**Assignment**
Exclude the images, then return every line below exactly as written.

━━━━━━━━━━━━━━━━

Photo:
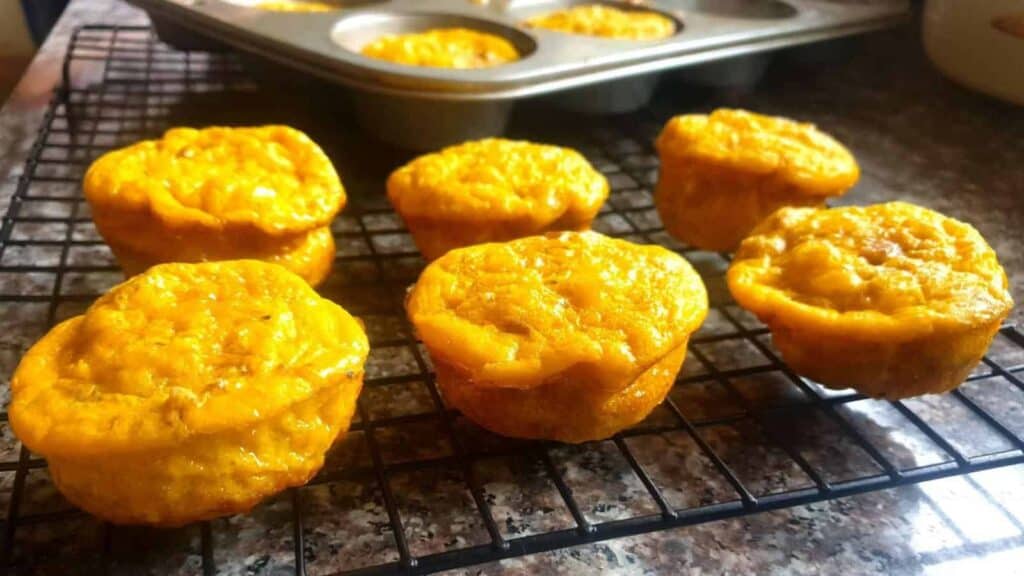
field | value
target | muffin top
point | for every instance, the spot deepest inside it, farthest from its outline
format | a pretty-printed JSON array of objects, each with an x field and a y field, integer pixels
[
  {"x": 797, "y": 154},
  {"x": 443, "y": 47},
  {"x": 517, "y": 313},
  {"x": 606, "y": 22},
  {"x": 890, "y": 270},
  {"x": 273, "y": 178},
  {"x": 182, "y": 351},
  {"x": 496, "y": 178}
]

━━━━━━━━━━━━━━━━

**The answer**
Photo:
field | value
target | muffin top
point | for every instance, the spot deepest inside it, farthest from its outline
format | a pretty-printed JSON array of objects, each with an x field and a y field, integer pixels
[
  {"x": 797, "y": 154},
  {"x": 443, "y": 47},
  {"x": 517, "y": 313},
  {"x": 606, "y": 22},
  {"x": 890, "y": 270},
  {"x": 273, "y": 178},
  {"x": 182, "y": 351},
  {"x": 496, "y": 178}
]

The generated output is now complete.